Written task ▸
Print everything from the line containing "Please segment every instance of the frost" down to the line containing "M 88 23 L 84", both included, exactly as they appear in the rows.

** Begin Exercise input **

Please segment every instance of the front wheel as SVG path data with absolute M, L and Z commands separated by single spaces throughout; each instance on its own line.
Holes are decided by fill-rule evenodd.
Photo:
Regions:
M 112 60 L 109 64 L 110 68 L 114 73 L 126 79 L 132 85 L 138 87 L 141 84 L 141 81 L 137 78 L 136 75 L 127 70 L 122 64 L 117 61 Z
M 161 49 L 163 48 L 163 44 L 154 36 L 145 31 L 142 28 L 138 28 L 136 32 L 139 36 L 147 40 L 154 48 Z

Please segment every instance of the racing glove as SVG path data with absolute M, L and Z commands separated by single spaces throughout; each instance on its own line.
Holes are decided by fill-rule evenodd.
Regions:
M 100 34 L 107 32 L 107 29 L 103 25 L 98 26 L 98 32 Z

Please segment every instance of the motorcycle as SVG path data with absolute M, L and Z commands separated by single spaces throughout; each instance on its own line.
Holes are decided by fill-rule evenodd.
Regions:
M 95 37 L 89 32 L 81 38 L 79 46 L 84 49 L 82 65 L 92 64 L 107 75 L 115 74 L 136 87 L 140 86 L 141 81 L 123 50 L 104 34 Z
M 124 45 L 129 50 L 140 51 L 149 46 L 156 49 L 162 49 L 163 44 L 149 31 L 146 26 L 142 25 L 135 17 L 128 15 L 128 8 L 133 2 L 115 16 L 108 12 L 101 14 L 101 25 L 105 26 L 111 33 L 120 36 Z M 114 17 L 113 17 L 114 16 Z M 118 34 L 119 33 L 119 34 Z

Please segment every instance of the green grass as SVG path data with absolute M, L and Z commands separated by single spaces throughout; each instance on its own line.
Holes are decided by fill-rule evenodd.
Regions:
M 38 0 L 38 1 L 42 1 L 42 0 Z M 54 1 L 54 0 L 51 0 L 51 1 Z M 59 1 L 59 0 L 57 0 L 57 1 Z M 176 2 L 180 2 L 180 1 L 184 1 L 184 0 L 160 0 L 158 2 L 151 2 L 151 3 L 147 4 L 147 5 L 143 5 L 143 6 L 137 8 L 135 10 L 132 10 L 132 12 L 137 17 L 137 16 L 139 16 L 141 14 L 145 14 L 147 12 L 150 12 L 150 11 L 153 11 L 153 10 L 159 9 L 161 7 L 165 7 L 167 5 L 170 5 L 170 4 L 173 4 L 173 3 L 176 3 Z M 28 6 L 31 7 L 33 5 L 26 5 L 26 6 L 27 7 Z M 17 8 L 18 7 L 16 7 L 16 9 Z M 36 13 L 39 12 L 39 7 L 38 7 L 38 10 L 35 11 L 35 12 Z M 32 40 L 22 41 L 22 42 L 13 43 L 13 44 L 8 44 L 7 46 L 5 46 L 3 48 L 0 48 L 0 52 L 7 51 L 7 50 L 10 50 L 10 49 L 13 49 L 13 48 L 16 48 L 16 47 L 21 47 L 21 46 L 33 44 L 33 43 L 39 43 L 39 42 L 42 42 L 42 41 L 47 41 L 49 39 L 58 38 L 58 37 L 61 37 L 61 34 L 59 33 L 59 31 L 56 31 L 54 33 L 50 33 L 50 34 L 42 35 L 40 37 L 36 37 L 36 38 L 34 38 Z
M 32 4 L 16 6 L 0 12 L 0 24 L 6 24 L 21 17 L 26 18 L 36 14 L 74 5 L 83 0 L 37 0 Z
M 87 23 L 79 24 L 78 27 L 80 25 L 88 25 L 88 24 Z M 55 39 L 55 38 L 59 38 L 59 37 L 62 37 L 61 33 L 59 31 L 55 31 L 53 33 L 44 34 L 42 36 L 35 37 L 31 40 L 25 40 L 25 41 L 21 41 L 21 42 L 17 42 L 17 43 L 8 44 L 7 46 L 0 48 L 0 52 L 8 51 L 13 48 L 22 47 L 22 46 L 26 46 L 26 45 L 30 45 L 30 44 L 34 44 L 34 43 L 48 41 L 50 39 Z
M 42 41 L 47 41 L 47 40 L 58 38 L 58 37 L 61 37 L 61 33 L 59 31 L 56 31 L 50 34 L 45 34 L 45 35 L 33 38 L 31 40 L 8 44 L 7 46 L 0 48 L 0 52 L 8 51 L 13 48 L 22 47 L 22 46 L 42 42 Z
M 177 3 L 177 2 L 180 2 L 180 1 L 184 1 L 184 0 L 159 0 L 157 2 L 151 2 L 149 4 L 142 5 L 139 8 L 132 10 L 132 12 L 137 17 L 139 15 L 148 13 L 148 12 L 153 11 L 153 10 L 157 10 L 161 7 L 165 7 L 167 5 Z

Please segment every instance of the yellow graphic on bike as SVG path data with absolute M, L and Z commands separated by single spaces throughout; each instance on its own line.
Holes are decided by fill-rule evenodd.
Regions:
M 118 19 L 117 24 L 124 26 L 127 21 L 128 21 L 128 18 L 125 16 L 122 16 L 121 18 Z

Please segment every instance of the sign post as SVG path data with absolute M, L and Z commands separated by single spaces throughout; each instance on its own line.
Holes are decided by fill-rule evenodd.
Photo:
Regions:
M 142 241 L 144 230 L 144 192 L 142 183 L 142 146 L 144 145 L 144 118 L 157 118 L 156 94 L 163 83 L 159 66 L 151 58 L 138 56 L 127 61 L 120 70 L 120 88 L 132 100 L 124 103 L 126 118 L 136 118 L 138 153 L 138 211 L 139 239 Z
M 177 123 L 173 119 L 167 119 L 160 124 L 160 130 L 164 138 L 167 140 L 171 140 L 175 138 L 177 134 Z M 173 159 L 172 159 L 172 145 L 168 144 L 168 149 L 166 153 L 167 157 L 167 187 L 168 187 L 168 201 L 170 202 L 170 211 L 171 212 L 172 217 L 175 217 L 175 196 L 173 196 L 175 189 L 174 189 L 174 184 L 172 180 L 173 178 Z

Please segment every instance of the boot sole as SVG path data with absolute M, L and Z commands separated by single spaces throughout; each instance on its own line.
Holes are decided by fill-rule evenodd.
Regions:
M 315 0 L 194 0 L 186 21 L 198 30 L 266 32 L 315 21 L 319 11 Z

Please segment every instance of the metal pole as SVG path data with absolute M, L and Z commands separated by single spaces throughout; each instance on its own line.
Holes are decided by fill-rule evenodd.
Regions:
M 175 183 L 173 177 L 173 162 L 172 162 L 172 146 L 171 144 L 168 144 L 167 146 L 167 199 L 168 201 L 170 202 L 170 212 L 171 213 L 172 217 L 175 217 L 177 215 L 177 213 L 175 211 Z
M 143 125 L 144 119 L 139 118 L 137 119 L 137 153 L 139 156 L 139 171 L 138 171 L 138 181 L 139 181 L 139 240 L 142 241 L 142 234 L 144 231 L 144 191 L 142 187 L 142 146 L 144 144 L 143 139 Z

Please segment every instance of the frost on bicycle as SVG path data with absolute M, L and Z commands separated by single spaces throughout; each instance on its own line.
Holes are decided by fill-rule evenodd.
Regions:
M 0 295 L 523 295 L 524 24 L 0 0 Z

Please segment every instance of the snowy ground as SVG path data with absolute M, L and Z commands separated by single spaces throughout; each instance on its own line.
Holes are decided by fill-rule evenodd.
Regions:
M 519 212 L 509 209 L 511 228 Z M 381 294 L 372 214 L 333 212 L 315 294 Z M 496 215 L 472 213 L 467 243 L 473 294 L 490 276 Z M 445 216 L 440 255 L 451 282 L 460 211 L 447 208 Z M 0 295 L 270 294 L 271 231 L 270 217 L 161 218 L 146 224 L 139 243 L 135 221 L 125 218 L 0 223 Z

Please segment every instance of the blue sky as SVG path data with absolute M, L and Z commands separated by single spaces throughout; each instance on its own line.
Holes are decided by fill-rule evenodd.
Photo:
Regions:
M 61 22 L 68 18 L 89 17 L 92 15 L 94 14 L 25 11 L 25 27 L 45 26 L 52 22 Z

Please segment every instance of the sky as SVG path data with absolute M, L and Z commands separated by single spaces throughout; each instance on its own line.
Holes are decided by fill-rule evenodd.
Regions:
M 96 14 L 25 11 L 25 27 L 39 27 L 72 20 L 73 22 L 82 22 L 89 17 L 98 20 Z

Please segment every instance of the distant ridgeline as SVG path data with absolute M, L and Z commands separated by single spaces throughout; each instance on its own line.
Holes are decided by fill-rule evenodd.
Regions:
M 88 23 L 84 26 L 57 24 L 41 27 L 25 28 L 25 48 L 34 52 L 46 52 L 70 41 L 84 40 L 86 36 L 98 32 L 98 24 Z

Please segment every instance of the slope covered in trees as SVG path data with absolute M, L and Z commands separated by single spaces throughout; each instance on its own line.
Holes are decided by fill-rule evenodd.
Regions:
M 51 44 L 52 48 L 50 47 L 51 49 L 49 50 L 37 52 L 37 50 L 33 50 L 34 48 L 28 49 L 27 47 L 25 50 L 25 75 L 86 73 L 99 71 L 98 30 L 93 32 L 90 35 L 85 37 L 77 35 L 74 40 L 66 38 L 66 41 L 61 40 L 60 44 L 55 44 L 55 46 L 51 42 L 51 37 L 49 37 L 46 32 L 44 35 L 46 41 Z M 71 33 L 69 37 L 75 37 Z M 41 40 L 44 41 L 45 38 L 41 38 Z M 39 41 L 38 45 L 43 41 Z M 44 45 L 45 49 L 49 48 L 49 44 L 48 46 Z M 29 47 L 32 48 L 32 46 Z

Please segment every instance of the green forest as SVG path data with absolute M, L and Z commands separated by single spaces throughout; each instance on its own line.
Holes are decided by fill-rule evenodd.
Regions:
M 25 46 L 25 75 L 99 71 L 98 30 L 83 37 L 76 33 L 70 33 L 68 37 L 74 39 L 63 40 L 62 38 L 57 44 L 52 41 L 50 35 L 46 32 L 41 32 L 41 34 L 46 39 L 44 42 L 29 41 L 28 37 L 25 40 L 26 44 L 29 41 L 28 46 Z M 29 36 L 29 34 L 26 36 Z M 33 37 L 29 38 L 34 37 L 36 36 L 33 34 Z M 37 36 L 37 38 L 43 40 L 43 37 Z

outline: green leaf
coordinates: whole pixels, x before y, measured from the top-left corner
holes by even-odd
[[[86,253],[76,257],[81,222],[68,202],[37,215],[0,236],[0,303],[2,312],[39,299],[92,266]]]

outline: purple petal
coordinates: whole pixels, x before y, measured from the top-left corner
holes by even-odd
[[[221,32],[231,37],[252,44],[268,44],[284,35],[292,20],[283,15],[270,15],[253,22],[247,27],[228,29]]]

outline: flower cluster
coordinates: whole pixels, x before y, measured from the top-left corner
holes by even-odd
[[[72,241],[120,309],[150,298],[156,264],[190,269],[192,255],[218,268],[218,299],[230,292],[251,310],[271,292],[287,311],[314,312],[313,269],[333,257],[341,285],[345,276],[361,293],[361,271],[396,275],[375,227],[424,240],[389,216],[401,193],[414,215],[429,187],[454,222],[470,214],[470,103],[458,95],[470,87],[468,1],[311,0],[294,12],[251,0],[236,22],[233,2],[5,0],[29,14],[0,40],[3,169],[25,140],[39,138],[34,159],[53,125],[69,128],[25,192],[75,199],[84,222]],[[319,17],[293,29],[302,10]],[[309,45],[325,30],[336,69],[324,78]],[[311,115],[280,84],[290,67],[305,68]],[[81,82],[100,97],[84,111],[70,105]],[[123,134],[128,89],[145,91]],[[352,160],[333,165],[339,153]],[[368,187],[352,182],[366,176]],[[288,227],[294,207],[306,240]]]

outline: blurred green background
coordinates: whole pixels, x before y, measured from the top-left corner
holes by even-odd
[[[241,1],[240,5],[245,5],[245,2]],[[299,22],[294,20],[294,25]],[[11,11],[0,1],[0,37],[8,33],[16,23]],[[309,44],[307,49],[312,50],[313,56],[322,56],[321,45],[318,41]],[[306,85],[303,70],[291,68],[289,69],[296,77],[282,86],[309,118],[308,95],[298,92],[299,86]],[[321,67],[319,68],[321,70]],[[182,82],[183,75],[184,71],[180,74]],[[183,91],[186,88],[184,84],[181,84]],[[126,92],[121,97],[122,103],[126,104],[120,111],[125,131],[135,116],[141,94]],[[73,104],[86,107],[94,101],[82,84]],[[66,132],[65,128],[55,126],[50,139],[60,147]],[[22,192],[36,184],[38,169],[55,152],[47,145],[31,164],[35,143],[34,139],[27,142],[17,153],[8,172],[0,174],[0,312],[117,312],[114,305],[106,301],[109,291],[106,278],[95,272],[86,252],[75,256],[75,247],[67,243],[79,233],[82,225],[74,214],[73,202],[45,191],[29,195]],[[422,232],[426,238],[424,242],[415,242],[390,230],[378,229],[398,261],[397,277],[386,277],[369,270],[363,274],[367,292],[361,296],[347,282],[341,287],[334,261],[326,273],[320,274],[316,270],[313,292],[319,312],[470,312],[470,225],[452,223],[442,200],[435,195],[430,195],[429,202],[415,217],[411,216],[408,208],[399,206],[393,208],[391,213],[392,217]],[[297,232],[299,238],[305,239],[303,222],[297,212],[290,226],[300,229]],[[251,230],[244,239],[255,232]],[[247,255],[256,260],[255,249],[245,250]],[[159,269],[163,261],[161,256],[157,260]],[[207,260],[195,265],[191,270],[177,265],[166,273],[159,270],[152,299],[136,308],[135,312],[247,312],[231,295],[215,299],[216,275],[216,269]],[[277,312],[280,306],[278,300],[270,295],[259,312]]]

** End Exercise input **

Finished answer ▸
Please segment every instance of the frost on bicycle as SVG path data with absolute M, L and Z commands separated by single spaces throughout; each instance on its own line.
Holes are decided by fill-rule evenodd.
Regions:
M 0 295 L 523 295 L 524 24 L 0 0 Z

Please segment every instance of the snowy ground as SVG path data with absolute M, L and Z commands separated by single spaces throughout; each instance on its own line.
Holes are decided by fill-rule evenodd.
Regions:
M 519 212 L 509 209 L 511 228 Z M 381 294 L 372 214 L 333 212 L 315 294 Z M 496 215 L 472 213 L 467 243 L 473 294 L 490 276 Z M 445 216 L 440 255 L 451 282 L 460 211 L 447 208 Z M 0 295 L 270 294 L 271 231 L 270 217 L 161 218 L 146 224 L 139 243 L 135 221 L 125 218 L 0 223 Z

Please segment every instance of the blue sky as SVG path data with absolute M, L and Z commands separated by single spaces throughout; each instance on its own line.
Holes are decided by fill-rule evenodd.
Photo:
Regions:
M 61 22 L 68 18 L 89 17 L 92 15 L 94 14 L 25 11 L 25 27 L 45 26 L 52 22 Z

Please segment every instance of the sky as SVG path data with absolute M, L and Z commands separated by single spaces throughout; each instance on its own line.
Holes are decided by fill-rule evenodd.
Regions:
M 96 14 L 25 11 L 25 27 L 39 27 L 72 20 L 73 22 L 82 22 L 89 17 L 98 20 Z

Please segment every instance of the distant ridgeline as SVG path data with absolute M, L and Z commands separated by single spaces throughout; each instance on its own line.
Holes are decided by fill-rule evenodd.
Regions:
M 88 23 L 84 26 L 57 24 L 41 27 L 25 28 L 25 48 L 34 52 L 46 52 L 70 41 L 84 40 L 86 36 L 98 32 L 98 24 Z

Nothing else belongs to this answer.